Aim:
Rewrite every line of the listing from the line containing "Where can the gray" through the line containing "(1324, 542)", inclusive. Leave all text unchanged except the coordinate pairs, which you should offset by adding 106 to each number.

═══ Data for this exercise ═══

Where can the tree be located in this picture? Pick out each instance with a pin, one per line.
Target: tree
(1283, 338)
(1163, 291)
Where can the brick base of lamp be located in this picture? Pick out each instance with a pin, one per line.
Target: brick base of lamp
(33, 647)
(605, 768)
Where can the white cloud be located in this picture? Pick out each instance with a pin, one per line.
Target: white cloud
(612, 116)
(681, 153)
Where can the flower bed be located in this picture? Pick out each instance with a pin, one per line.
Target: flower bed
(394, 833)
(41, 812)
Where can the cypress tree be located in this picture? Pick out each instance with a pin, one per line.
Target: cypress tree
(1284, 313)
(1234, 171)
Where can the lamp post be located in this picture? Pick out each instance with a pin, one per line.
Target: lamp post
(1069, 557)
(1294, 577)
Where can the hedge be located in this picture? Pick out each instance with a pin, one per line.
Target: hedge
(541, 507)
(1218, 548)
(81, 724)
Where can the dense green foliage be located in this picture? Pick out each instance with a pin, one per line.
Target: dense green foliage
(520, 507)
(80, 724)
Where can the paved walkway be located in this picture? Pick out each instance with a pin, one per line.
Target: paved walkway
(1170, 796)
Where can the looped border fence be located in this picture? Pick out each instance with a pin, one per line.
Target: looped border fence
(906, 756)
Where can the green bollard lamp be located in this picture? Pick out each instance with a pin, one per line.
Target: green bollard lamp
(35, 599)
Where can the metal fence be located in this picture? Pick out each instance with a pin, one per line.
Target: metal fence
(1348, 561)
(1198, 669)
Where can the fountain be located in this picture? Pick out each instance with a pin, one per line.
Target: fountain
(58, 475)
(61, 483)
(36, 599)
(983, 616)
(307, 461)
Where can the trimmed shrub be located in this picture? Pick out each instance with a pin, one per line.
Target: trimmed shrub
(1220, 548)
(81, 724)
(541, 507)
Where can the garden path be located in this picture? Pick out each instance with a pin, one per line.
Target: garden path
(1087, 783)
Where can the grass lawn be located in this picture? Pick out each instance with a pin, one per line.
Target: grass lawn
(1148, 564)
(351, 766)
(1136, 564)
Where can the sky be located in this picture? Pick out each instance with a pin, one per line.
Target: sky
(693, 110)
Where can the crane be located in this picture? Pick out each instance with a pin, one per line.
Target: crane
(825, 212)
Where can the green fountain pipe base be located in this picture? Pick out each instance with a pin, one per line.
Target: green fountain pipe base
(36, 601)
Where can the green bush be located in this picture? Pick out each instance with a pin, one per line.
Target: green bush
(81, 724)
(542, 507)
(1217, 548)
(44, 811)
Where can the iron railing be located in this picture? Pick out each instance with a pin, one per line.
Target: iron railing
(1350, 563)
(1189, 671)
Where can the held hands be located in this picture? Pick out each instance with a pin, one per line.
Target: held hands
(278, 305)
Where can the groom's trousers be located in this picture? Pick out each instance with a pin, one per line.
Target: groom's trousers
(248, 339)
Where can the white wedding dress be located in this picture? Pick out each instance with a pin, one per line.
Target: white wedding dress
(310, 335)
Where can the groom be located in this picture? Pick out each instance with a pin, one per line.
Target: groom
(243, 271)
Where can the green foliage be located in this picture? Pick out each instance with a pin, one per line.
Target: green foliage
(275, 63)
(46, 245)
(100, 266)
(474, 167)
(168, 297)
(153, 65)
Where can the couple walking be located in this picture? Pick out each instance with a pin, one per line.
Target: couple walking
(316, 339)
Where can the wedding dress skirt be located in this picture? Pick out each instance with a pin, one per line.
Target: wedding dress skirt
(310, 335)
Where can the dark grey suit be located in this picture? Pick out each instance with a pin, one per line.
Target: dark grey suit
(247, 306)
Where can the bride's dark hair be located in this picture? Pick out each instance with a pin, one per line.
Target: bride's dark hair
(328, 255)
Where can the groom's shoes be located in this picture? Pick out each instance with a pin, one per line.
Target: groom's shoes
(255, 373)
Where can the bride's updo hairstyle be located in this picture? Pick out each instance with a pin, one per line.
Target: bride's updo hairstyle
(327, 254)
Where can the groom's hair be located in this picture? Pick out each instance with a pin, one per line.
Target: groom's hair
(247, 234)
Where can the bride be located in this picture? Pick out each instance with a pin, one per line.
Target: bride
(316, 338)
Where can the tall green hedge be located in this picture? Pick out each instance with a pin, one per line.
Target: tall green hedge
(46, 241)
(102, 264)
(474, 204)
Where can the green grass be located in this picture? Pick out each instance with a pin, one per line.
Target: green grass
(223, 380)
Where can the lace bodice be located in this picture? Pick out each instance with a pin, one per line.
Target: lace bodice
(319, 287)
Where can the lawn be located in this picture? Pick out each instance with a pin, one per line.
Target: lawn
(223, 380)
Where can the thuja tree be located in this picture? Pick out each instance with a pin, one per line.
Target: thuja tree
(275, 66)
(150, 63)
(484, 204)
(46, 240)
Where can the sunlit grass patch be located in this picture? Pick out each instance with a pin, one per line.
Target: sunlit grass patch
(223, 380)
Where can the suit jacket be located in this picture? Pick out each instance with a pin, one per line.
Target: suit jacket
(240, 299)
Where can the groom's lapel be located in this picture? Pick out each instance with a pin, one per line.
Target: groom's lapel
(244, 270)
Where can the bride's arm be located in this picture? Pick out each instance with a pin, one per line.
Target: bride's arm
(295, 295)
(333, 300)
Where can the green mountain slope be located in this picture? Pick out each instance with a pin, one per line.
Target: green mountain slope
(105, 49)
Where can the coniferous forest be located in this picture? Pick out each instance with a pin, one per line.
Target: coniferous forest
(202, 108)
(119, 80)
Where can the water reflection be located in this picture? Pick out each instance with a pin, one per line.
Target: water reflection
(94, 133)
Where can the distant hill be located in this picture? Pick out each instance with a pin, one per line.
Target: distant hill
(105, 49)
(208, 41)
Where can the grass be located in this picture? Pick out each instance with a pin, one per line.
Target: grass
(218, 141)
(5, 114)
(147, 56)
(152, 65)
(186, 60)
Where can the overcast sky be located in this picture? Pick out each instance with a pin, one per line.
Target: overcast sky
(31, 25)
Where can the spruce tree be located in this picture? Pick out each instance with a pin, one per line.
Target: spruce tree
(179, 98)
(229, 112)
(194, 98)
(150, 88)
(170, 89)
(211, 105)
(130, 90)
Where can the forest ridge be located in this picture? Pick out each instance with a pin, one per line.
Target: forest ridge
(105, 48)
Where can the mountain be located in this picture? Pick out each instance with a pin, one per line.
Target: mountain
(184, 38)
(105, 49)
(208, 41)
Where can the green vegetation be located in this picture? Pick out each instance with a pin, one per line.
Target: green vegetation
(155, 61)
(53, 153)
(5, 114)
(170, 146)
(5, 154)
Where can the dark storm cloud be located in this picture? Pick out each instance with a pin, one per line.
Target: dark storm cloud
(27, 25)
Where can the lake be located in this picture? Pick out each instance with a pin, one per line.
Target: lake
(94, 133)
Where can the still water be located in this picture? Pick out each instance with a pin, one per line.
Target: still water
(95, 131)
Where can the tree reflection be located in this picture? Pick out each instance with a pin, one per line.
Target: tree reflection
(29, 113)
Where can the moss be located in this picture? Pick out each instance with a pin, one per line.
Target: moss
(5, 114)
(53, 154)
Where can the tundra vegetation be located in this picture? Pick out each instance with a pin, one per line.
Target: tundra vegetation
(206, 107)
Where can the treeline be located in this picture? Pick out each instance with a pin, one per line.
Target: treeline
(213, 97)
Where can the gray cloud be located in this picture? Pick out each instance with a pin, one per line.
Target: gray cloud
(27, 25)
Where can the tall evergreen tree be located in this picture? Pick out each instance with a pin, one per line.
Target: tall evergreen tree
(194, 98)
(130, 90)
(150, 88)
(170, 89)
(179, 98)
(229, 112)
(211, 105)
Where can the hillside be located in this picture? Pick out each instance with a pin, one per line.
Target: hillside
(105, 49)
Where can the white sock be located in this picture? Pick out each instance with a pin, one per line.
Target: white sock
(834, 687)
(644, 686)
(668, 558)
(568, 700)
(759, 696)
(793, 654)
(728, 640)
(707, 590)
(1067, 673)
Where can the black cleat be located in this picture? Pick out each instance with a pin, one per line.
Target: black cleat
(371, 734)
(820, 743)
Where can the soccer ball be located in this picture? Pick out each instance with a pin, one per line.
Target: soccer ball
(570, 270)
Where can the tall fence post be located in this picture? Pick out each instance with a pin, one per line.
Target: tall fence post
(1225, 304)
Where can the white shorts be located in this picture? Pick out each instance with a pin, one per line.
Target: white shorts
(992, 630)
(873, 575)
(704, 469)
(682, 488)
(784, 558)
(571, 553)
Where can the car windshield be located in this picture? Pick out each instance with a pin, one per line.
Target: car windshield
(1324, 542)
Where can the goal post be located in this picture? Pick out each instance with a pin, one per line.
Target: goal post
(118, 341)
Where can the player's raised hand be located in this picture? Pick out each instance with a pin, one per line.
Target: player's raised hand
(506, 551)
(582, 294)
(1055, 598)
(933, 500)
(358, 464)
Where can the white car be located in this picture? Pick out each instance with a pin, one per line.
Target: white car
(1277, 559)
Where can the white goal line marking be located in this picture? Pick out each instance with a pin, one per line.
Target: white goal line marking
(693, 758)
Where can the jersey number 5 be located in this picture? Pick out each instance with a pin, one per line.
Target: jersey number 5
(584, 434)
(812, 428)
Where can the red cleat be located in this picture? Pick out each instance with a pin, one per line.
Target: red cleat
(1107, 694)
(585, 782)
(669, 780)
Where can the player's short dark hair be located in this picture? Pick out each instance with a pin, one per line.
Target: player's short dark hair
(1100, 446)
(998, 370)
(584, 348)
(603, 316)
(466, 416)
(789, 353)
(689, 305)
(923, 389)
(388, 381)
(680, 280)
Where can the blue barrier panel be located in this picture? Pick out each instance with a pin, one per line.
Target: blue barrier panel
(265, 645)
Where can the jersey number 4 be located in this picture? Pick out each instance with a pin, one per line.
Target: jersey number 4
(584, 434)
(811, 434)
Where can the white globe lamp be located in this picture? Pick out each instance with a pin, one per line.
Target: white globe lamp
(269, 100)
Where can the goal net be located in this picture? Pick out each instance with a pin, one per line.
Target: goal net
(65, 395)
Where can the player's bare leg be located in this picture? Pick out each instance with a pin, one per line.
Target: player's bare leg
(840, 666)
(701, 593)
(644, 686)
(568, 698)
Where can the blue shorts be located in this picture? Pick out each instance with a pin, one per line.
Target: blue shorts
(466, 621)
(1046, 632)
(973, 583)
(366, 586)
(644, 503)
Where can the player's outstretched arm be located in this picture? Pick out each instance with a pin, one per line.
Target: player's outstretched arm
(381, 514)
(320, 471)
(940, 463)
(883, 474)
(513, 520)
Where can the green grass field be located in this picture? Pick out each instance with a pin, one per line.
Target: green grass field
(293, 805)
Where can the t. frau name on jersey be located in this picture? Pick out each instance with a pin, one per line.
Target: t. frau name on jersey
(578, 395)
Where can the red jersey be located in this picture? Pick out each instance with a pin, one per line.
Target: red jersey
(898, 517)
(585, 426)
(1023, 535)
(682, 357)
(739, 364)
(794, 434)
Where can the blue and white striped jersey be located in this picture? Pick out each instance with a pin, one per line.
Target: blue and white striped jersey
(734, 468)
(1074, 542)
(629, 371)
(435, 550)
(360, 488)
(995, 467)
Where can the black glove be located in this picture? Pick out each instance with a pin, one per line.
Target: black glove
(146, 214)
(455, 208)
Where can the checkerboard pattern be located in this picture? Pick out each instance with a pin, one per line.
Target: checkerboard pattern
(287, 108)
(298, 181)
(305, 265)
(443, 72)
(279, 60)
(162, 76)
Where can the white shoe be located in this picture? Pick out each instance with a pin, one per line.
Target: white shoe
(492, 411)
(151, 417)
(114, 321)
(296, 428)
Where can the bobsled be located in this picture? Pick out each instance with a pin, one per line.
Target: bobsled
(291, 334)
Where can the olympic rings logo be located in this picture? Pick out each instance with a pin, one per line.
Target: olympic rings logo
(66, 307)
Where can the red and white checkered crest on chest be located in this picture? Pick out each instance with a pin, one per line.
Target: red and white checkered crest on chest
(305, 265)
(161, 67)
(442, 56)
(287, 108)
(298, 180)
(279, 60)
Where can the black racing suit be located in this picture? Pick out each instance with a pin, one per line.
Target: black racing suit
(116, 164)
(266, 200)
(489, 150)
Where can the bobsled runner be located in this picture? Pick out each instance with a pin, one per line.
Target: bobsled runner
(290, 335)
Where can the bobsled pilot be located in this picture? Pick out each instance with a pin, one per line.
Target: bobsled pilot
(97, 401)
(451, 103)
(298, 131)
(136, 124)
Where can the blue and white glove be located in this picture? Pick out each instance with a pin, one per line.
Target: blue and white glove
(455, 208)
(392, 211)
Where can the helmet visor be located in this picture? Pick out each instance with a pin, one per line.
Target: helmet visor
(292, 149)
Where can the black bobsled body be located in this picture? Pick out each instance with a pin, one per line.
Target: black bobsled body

═══

Expected answer:
Where can the gray cloud be located in this picture? Pick out each instance with a pin, one per line.
Target: gray cloud
(133, 131)
Where can the tall evergreen tree be located in this picture? Pick out each instance with a pin, one per line.
Target: tall evergreen tree
(300, 204)
(236, 196)
(256, 194)
(276, 195)
(285, 204)
(335, 218)
(317, 211)
Where can the hillside be located in this picture? Pick out each instance with a pin, one per line.
Target: hillside
(211, 155)
Where can the white sock be located in this picture? Pick out each instance with a pin, one per line.
Target: white sock
(940, 793)
(750, 792)
(774, 664)
(674, 806)
(865, 802)
(899, 760)
(834, 746)
(813, 696)
(1173, 779)
Where can the black cleat be located in this picture? Pick out each instance with a pin, one per line.
Target: black cleat
(477, 840)
(926, 849)
Where can the soccer ball be located in this picture? Pick out each instance with a pin, one per line.
Target: soccer ball
(676, 376)
Where can the tall fence post be located in this picture? Pick out each instance with a pin, one per line.
Target: tall fence post
(1331, 410)
Where can the white shorts be located in this picture? Pick out each instance with a pin, one per line.
Target: white shorts
(1098, 736)
(979, 681)
(810, 575)
(788, 594)
(890, 664)
(677, 659)
Where can the car windshield be located in this picture? Pick out each instance with a pin, one per line.
Target: car windshield
(1430, 648)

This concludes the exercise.